_Problem_
Using the data below, determine the number of lines that include the string "mushroom". Write only that number.

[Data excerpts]
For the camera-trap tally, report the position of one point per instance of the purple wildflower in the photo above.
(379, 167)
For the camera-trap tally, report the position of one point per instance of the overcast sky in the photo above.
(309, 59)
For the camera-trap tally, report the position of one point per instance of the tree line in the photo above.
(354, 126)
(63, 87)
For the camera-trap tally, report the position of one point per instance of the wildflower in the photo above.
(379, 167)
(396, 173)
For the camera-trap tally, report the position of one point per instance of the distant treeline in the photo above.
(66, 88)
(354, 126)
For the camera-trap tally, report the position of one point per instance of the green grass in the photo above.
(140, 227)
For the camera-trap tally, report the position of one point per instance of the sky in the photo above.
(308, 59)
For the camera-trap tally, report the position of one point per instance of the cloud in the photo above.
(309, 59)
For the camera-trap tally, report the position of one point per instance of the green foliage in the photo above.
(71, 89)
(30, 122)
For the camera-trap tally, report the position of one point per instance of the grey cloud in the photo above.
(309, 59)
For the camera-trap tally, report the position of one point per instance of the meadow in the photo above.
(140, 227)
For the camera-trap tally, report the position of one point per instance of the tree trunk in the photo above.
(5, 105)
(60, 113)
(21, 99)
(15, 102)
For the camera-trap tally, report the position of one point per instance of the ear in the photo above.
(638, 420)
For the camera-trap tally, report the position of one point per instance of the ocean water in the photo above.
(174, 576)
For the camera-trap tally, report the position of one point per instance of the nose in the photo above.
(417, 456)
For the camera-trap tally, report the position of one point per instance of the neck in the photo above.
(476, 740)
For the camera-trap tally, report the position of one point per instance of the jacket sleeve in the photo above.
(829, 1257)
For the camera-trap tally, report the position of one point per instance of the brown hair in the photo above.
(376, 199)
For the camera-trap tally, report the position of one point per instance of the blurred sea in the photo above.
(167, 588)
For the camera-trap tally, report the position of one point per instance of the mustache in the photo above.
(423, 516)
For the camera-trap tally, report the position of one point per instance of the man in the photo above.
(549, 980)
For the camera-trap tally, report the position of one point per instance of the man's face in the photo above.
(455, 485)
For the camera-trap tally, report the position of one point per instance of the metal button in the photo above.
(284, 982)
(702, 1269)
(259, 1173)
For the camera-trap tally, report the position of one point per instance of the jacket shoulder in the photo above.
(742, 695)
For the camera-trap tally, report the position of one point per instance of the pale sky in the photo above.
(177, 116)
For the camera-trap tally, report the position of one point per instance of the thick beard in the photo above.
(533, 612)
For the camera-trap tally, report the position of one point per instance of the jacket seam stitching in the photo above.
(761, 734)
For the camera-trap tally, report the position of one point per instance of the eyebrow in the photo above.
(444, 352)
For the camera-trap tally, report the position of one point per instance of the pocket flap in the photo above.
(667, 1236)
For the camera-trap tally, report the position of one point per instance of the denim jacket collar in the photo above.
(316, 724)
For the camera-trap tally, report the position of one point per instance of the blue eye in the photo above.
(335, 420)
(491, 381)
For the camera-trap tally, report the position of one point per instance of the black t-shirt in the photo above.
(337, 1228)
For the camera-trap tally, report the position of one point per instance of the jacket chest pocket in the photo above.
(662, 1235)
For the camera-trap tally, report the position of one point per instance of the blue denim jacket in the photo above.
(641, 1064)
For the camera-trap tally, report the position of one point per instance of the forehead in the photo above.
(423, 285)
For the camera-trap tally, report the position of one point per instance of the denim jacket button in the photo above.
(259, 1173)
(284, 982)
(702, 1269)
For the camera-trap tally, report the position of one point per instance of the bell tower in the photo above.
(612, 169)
==
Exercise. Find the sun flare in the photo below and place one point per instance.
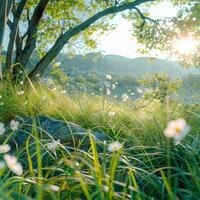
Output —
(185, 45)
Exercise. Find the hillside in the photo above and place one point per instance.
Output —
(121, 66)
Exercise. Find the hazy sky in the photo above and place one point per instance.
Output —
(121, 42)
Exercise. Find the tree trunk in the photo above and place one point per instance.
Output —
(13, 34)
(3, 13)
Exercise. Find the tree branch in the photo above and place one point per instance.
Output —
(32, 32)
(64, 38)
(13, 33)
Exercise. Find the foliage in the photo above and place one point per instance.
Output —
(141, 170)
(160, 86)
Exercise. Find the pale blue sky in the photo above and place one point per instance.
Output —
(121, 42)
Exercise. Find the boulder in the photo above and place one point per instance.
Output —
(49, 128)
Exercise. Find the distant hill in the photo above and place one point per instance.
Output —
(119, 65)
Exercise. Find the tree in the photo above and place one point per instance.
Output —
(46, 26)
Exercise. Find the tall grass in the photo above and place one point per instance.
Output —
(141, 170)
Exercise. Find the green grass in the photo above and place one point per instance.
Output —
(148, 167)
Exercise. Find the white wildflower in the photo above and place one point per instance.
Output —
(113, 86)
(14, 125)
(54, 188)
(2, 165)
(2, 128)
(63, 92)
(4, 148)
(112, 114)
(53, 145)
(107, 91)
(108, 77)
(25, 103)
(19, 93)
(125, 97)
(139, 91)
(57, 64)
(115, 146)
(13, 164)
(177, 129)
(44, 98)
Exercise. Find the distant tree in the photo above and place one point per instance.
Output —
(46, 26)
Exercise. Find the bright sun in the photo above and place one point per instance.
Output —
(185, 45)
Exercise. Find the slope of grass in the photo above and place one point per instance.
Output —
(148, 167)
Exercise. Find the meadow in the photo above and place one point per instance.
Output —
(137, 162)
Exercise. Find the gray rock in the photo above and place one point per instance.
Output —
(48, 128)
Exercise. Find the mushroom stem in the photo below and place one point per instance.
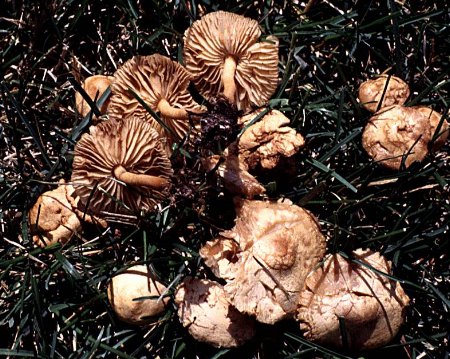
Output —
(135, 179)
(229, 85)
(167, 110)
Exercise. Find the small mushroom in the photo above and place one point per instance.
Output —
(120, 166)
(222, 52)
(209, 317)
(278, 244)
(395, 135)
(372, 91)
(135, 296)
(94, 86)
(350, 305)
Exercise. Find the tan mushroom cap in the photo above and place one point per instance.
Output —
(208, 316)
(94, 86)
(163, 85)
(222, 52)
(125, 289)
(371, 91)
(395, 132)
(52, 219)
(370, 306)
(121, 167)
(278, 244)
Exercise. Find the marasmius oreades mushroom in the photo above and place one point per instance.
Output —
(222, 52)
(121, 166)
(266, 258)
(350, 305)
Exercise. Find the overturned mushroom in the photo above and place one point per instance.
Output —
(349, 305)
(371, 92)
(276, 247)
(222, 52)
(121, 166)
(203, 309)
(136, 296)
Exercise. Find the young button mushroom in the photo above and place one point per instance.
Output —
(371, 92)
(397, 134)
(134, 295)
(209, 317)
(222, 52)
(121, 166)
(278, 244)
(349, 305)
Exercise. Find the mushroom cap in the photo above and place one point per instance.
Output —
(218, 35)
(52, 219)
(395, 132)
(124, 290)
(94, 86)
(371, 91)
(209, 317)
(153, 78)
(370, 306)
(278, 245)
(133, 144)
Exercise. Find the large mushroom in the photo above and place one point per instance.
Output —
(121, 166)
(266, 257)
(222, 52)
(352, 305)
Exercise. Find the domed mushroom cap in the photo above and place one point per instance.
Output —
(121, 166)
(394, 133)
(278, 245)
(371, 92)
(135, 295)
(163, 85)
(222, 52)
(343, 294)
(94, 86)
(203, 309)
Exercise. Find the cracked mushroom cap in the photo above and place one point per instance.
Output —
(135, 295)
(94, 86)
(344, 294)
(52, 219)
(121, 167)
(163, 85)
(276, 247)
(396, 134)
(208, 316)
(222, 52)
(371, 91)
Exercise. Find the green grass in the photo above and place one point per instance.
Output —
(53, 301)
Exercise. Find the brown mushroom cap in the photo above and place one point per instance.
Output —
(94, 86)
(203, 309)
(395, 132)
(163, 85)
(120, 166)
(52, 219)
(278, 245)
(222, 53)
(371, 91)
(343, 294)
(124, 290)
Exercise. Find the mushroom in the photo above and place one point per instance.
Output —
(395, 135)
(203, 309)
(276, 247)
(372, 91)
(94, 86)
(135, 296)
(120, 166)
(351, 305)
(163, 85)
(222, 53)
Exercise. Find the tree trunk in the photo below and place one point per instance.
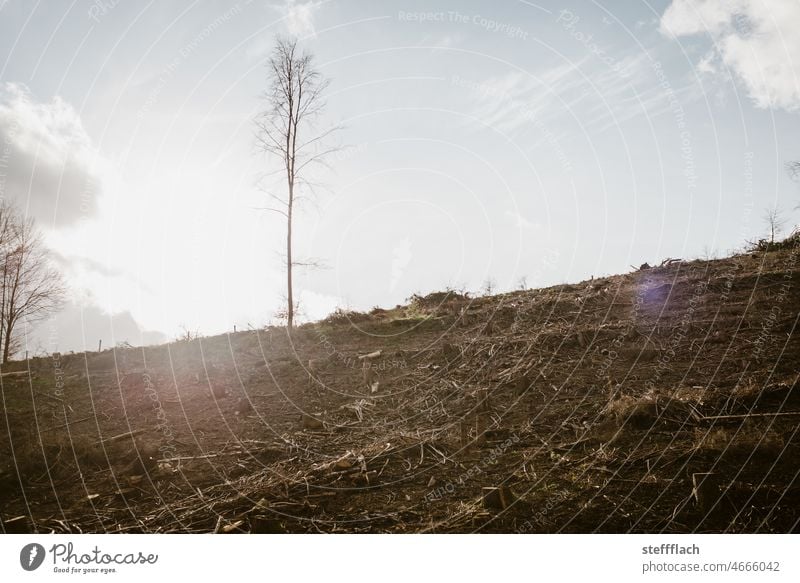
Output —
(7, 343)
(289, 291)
---
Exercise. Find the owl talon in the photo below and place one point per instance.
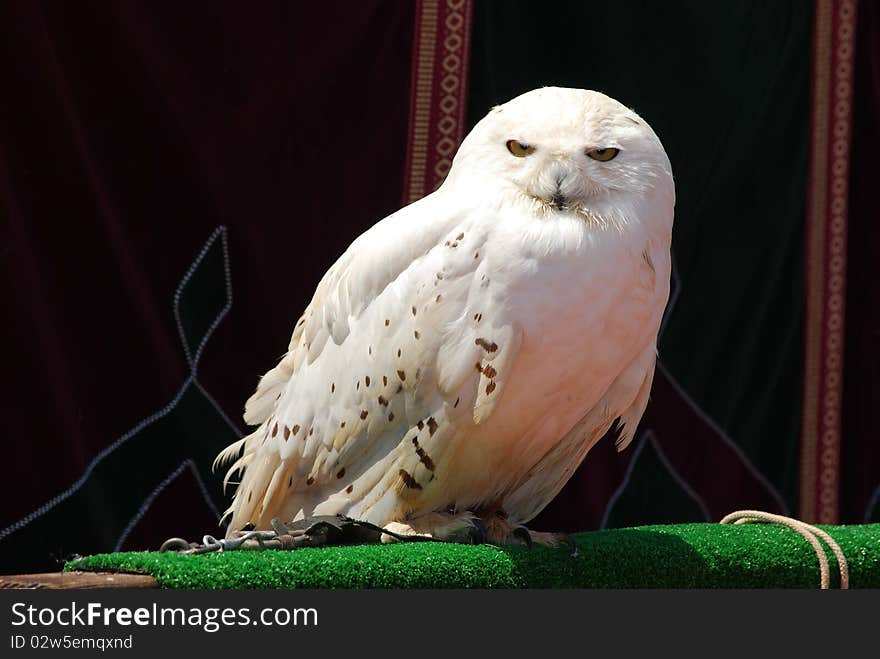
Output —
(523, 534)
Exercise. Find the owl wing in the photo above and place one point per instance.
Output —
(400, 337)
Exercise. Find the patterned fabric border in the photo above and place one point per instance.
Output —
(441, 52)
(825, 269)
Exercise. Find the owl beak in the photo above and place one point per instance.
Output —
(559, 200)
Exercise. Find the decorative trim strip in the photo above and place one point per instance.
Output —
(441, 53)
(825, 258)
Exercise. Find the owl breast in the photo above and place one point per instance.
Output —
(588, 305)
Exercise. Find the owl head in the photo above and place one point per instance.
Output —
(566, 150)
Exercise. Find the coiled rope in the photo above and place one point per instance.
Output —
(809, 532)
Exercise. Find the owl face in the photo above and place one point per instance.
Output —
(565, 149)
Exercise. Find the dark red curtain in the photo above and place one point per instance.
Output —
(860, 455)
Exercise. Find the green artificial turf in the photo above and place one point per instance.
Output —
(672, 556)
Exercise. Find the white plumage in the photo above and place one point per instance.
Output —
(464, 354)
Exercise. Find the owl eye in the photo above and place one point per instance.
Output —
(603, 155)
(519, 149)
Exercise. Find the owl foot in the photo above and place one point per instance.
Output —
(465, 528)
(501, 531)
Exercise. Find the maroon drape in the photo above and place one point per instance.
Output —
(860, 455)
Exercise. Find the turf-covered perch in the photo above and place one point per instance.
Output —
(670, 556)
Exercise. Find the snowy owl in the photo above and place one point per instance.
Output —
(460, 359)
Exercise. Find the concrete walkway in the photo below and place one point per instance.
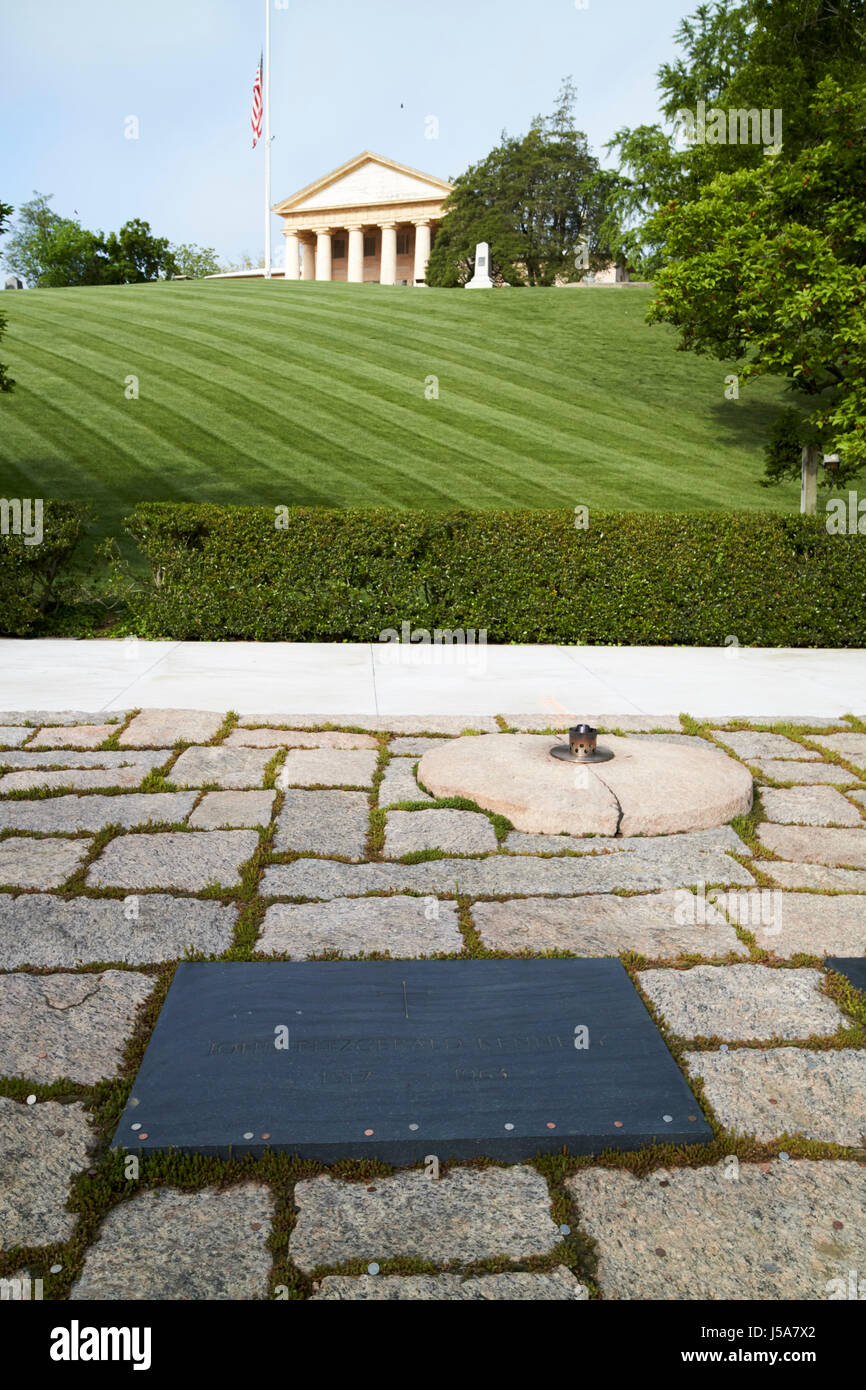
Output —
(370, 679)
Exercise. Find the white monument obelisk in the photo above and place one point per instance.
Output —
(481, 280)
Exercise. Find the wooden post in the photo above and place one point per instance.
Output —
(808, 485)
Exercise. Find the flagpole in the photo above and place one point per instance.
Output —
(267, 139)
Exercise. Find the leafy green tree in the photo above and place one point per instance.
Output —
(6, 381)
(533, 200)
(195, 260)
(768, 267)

_Solved exercise_
12